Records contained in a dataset
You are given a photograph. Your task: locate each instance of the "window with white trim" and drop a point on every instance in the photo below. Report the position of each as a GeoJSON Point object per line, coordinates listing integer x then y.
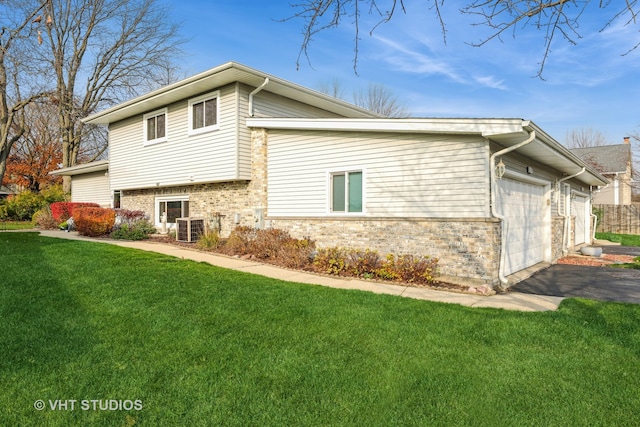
{"type": "Point", "coordinates": [155, 127]}
{"type": "Point", "coordinates": [173, 207]}
{"type": "Point", "coordinates": [204, 112]}
{"type": "Point", "coordinates": [346, 191]}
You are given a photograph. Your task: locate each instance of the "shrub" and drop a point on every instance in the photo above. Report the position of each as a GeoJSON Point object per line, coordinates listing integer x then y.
{"type": "Point", "coordinates": [363, 263]}
{"type": "Point", "coordinates": [139, 230]}
{"type": "Point", "coordinates": [54, 193]}
{"type": "Point", "coordinates": [272, 245]}
{"type": "Point", "coordinates": [409, 269]}
{"type": "Point", "coordinates": [125, 216]}
{"type": "Point", "coordinates": [44, 220]}
{"type": "Point", "coordinates": [368, 264]}
{"type": "Point", "coordinates": [239, 241]}
{"type": "Point", "coordinates": [91, 221]}
{"type": "Point", "coordinates": [268, 243]}
{"type": "Point", "coordinates": [296, 253]}
{"type": "Point", "coordinates": [21, 207]}
{"type": "Point", "coordinates": [62, 211]}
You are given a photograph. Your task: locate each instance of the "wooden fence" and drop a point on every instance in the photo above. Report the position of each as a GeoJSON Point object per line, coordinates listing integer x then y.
{"type": "Point", "coordinates": [621, 219]}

- **Task instructions**
Write out the records above exactly as they appear, leaving out any pictures.

- **Response to this exercise**
You are given a photograph. Your task: locate each instance of the "window with white trim" and drop a point on every instance in the photo below. Report the position of each as a GeoJSON Point object per line, coordinates listing integer x then y.
{"type": "Point", "coordinates": [155, 127]}
{"type": "Point", "coordinates": [173, 207]}
{"type": "Point", "coordinates": [204, 112]}
{"type": "Point", "coordinates": [346, 191]}
You are given a photograph. Your task: locate each instance of the "shrub" and drop a point on every instance in the photo above. Report the position of each as a GeoJSON Point object per line, coordinates listing integer x then y.
{"type": "Point", "coordinates": [363, 263]}
{"type": "Point", "coordinates": [139, 230]}
{"type": "Point", "coordinates": [54, 193]}
{"type": "Point", "coordinates": [272, 245]}
{"type": "Point", "coordinates": [409, 269]}
{"type": "Point", "coordinates": [125, 216]}
{"type": "Point", "coordinates": [44, 220]}
{"type": "Point", "coordinates": [368, 264]}
{"type": "Point", "coordinates": [239, 241]}
{"type": "Point", "coordinates": [91, 221]}
{"type": "Point", "coordinates": [268, 243]}
{"type": "Point", "coordinates": [296, 253]}
{"type": "Point", "coordinates": [21, 207]}
{"type": "Point", "coordinates": [62, 211]}
You are given a photograph. Your task: locate each instance of the "wooden fence" and drop a point on every instance in the photo above. Report the position of each as a GeoJSON Point object per line, coordinates listing integer x then y.
{"type": "Point", "coordinates": [621, 219]}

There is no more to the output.